*Excerpted text*
Segment Open
This also means we should replace traditional diagnoses with straightforward descriptions of problems. We must stop regarding people’s very real emotional distress as merely the symptom of diagnosable 'illnesses'. A simple list of people’s problems (properly defined) would have greater scientific validity and would be more than sufficient as a basis for individual care planning and for the design and planning of services. This does not mean rejecting rigor or the scientific method — quite the opposite. While psychiatric diagnoses lack reliability, validity and utility, there is no barrier to the operational definition of specific psychological phenomena, and it is equally possible to develop coherent treatment plans from such a basis.
All this means that we should turn from the diagnosis of illness and the pursuit of etiology and instead identify and understand the causal mechanisms of operationally defined psychological phenomena. Our health services should sharply reduce our reliance on medication to address emotional distress. We should not look to medication to 'cure' or even 'manage' non-existent underlying 'illnesses'.
We must offer services that help people to help themselves and each other rather than disempowering them — services that facilitate 'personal agency' in psychological jargon. That means involving a wide range of community workers and psychologists in multidisciplinary teams, and promoting psychosocial rather than medical solutions. Where individual therapy is needed, effective, formulation-based (and therefore individually tailored) psychological therapies should be available to all. When people are in acute crisis, residential care may be needed, but this should not be seen as a medical issue. Since a disease model is inappropriate, it is also inappropriate to care for people in hospital wards. A different model of care is needed.
Adopting this approach would result in a fundamental shift from a medical to a psychosocial focus. It would mean a move from hospital to residential social care and a substantial reduction in the prescription of medication. And because experiences of neglect, rejection and abuse are hugely important in the genesis of many problems, we need to redouble our efforts to address the underlying issues of abuse, discrimination and social inequity.
This is an unequivocal call for a revolution in the way we conceptualize mental health and in how we provide services for people in distress, but I believe it’s a revolution that’s already underway.
You can get hold of Professor Peter Kinderman's critically acclaimed book via the following link.
What would you say is the most effective way of engaging with the general public when it comes to promoting the very best psychological science and practice?
I think we’re getting better at it. We’re getting better at writing for a general audience. Mainly, I think people are nervous - they try too often to hide their uncertainty about things (and, of course, we don’t know everything, or indeed much at all) with academic language and obscure phrases. So I guess I’d urge people to write as simply and clearly as possible and, if they then find that they are at a loss to explain something, or if they can’t think how best to phrase a difficult issue, that suggests that there is more thinking to do.
But also... there are experts out there. So we (psychologists) should work with journalists, and help them communicate with the public - they’re better at it than us. The BBC, for me as a psychologist working in the UK, is a fantastic institution, and BBC journalists are both expert and enthusiastic in explaining science to the public. So... the most effective way of engaging with the general public when it comes to promoting the very best psychological science and practice is to work with journalists.
Could you tell us about your free online course 'Psychology and Mental Health: Beyond Nature and Nurture?'
The course - it’s available at futurelearn.com/courses/mental-health-and-well-being - is designed to let people think about biological, social and psychological influences on our mental health, and, crucially, how these different elements work together. Psychological therapies and the work of clinical psychologists are now very popular.
Segment Closed
*Data section*
Segment Open
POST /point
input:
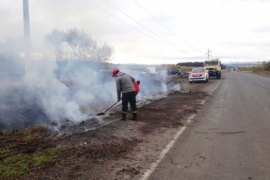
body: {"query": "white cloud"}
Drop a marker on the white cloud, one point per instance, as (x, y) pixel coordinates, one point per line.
Segment Closed
*Tasks for this exercise*
1/ In the mental health interview, rewrite the paragraph beginning "We must offer services that help people" as a bulleted list of its main points.
2/ According to the mental health interview, what is the most effective way to engage the general public in promoting the best psychological science and practice?

*Exercise answers*
1/
- Services should help people help themselves and each other, encouraging "personal agency" instead of disempowering them.
- This requires multidisciplinary teams that include a wide range of community workers and psychologists, and it favors psychosocial over medical solutions.
- Where individual therapy is needed, effective, formulation-based (individually tailored) psychological therapies should be available to all.
- People in acute crisis may need residential care, but this should not be treated as a medical issue.
- Because a disease model is inappropriate, caring for people in hospital wards is also inappropriate, so a different model of care is needed.

2/ Working with journalists.